課題の内容:
A) 停電危機の記事によると、東電が’19年までに閉鎖したのはどのような発電所か。
B) 停電危機の記事を最後の文の後から引き継ぎ、続きを書いてください。

ページ抜粋:
####

「停電危機」の背景

実際、関西電力や中国電力、北陸電力はすでに「上限」に達した。供給不安で思い起こすのは、3月22日に政府が初めて電力需給逼迫警報を出した首都圏の停電危機だ。

夫婦二人世帯で5万円超!? どんどん値上げされる電気料金の今後は?
(画像=『女子SPA!』より引用)

関西電力の電気料金が横這いなのは、燃料費調整制度の上限に達したからだが、早晩、値上げは避けられない

環境ジャーナリストの石井孝明氏は、その背景をこう読み解く。

「背景は3つあります。1つ目に、近年の脱炭素の流れの中で、火力発電が縮小されたこと。東電は’19年までに200万kwほどの発電能力を持つ石油火力発電所を閉鎖した。その後、’20年に菅義偉政権が’50年までに温室効果ガスの排出を実質ゼロにするカーボンニュートラルを宣言。火力発電縮小を政策が加速させた格好です。

2つめは、再生可能エネルギー(再エネ)の過剰な優遇。原発事故翌年から始まった再エネ振興策によって、東電管内の太陽光発電設備は1000万kwまで増えたが、3月22日にはほとんど役に立たなかった。

####

表示情報:
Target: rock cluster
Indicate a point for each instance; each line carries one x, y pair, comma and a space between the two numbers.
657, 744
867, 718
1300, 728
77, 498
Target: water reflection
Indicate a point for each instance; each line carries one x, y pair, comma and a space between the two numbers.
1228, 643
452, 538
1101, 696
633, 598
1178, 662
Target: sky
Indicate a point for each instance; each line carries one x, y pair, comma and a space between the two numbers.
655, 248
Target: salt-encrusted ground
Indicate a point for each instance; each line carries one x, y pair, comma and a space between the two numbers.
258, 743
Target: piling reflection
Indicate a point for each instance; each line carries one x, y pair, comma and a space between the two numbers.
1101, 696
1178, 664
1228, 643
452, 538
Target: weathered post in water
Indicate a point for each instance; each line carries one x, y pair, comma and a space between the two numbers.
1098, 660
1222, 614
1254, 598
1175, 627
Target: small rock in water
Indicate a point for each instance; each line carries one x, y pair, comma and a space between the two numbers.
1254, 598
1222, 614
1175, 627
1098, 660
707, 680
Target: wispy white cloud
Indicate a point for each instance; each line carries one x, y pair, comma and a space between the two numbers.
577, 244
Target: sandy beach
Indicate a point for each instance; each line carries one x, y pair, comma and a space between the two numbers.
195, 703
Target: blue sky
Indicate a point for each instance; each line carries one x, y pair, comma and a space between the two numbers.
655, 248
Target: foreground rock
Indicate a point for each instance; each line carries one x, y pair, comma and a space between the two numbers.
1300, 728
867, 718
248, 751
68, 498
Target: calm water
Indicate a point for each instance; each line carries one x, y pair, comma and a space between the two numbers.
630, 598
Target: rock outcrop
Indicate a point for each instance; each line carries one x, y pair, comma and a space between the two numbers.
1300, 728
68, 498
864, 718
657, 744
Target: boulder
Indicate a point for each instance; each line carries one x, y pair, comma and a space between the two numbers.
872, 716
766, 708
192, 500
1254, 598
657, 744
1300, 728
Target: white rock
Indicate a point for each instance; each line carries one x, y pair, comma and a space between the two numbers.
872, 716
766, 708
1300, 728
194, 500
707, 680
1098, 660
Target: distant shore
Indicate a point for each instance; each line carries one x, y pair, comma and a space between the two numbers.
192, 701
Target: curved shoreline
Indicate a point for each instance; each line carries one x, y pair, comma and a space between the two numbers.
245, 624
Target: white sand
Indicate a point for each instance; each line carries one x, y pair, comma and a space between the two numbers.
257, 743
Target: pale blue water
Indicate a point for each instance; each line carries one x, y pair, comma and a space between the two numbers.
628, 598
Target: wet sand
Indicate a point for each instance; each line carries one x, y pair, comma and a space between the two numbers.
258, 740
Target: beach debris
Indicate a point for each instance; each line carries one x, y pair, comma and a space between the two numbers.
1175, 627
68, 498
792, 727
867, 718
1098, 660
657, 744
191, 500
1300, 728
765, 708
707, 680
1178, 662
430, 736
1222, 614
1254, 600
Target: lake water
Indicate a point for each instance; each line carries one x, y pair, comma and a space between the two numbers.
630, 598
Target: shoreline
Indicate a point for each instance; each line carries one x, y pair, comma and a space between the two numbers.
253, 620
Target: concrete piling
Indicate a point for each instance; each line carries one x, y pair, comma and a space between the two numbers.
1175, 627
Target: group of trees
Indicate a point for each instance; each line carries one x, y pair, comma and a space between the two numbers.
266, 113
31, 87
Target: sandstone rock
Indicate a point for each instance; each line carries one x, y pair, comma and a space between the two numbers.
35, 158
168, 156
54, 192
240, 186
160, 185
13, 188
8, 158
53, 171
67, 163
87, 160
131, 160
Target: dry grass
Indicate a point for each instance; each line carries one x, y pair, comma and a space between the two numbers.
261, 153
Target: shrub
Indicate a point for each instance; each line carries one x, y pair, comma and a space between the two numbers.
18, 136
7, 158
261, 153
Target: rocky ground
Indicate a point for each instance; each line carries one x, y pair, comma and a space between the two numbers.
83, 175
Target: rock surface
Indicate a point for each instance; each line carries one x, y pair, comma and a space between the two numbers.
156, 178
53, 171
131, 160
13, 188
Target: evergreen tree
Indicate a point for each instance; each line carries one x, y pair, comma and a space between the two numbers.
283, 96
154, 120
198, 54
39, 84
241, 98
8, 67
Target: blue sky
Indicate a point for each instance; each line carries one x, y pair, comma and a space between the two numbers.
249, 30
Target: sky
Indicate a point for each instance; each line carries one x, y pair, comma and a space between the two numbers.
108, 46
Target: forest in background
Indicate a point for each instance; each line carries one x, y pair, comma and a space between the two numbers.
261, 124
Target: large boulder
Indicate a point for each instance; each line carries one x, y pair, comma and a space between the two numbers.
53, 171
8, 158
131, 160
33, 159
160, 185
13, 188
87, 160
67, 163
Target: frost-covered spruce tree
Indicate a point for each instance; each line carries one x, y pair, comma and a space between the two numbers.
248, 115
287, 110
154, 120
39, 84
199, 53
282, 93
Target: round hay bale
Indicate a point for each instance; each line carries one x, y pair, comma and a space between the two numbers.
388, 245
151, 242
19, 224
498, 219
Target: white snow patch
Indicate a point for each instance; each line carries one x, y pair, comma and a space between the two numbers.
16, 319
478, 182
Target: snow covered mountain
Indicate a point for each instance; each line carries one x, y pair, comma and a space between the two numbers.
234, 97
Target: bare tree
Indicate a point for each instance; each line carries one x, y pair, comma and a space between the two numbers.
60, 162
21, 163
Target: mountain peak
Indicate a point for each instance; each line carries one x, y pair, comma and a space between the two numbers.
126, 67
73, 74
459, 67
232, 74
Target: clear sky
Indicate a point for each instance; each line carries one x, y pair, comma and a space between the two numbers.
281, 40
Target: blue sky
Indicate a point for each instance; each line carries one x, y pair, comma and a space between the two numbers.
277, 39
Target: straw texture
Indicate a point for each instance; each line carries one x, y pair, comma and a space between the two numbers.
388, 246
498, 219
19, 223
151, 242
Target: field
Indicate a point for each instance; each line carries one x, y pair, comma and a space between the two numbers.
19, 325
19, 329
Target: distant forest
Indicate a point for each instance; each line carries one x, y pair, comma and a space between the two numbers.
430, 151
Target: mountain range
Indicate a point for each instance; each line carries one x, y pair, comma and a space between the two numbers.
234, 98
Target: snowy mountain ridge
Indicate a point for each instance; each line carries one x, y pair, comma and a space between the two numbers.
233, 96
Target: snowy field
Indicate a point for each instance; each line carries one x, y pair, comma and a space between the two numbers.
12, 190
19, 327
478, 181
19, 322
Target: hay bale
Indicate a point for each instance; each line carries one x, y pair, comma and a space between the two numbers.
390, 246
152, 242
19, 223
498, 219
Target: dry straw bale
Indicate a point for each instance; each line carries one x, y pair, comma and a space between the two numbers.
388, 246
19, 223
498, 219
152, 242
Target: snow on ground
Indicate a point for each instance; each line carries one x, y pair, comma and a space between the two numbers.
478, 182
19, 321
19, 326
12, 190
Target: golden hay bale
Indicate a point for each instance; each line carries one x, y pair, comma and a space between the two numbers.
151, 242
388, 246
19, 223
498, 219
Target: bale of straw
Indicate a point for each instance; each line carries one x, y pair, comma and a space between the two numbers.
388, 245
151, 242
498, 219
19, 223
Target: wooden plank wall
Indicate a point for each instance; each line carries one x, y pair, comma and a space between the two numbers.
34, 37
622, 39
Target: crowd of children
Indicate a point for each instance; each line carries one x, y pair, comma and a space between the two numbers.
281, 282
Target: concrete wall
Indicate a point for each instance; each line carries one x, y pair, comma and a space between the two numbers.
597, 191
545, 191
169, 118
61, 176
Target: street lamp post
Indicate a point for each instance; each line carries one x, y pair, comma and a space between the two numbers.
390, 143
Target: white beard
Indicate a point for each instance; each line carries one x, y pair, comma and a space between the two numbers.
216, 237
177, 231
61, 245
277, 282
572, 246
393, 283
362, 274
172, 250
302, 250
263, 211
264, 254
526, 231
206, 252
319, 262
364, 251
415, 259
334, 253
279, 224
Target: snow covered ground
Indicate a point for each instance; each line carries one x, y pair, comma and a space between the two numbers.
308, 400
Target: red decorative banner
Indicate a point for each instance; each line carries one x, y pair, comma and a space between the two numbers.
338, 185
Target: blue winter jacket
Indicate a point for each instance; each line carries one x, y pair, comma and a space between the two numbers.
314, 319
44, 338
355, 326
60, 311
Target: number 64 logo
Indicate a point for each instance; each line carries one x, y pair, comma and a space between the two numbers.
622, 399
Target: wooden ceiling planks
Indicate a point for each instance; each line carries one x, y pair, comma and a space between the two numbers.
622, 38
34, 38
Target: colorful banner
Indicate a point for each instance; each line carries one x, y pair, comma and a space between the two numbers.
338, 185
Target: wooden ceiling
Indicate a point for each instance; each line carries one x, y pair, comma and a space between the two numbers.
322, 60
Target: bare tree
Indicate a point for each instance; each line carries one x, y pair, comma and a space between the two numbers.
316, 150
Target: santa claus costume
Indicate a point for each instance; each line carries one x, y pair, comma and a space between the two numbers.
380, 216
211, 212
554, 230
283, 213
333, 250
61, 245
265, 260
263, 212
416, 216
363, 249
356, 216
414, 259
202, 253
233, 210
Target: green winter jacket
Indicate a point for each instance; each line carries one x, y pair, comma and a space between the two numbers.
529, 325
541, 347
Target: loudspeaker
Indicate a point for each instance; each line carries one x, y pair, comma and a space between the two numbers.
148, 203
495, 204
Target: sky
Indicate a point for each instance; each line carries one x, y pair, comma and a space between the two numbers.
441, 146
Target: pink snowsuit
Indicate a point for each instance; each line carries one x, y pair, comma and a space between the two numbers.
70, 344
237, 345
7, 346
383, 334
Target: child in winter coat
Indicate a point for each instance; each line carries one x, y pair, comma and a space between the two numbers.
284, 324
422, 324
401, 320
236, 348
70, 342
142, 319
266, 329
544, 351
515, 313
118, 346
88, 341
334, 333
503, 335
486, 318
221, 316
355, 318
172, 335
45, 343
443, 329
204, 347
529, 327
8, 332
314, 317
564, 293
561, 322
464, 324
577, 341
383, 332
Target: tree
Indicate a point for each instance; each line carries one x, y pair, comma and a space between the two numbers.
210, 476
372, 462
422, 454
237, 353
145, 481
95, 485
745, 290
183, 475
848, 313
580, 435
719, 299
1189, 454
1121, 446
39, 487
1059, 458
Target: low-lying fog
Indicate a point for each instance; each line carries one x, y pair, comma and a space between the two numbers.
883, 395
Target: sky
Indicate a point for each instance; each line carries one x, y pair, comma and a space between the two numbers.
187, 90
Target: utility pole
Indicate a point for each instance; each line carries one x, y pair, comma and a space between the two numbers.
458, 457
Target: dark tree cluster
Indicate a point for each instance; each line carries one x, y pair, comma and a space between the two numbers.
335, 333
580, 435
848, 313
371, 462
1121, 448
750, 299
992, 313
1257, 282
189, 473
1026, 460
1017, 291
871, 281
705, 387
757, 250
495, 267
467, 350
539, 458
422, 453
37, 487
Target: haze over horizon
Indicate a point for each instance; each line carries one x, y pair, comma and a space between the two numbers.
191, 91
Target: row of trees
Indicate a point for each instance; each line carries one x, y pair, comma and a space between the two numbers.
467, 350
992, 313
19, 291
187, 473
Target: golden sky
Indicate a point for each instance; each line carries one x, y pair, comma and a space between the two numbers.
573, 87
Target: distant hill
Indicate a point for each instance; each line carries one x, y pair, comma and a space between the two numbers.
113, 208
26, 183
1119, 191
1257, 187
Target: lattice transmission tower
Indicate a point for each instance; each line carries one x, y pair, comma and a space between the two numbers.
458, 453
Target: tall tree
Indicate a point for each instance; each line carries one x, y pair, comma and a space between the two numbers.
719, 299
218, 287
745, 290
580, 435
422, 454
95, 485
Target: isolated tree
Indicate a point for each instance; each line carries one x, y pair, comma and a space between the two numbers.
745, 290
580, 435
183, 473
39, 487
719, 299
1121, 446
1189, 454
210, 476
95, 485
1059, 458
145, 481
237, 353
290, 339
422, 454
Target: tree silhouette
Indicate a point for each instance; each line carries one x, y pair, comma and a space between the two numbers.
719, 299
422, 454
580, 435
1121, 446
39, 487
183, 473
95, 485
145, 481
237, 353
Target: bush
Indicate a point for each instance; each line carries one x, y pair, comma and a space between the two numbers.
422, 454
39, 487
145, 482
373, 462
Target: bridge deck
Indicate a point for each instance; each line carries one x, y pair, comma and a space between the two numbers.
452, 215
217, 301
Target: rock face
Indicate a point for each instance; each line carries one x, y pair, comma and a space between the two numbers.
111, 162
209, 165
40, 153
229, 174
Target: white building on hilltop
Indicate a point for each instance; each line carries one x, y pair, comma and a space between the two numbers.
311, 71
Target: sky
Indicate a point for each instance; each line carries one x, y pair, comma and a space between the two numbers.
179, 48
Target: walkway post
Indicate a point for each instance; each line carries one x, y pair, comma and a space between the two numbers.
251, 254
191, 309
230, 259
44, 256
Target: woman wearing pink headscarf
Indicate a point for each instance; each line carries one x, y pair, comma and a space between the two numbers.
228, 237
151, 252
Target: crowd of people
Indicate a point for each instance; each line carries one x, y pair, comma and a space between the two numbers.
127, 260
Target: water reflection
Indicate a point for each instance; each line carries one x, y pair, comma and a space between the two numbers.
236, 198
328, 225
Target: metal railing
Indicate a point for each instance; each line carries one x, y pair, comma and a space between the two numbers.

####

記述回答:
A) 200万kwほどの発電能力を持つ石油火力発電所。

B)
そして、3つ目が原発再稼働の遅れです。原発事故以降、営業運転を再開した原発は全33基中、10基にとどまる。これら供給不安の要因は、そのまま料金高騰の要因にもなっているのです」

夫婦二人世帯で5万円超!? どんどん値上げされる電気料金の今後は?
(画像=『女子SPA!』より引用)

需要急増に対応する火力発電が減れば、停電リスクが増す

「夏はどう節約すればいいのか……」

「安さ」がウリのはずの新電力も、料金が大幅に上がっている。高原恭介さん(仮名・30代男性)も、料金の高騰に悲鳴を上げた一人だ。

「昨年、私の在宅勤務が増えた上、コロナ禍で妻のパートのシフトが減り、夫婦が四六時中、家にいるようになり、電気料金が1万円を超えてしまった。これはまずいと、新電力に乗り換えると料金は5000円ほどに抑えられ、安心したのも束の間、昨年12月の電気料金が突然、3万円超に!? 慌てて東電に戻したけど、それでも1万円超。寒い日は部屋の中でもダウンを着るなどして、極力エアコンを使わなかったけれど、夏はどう節約すればいいのか……」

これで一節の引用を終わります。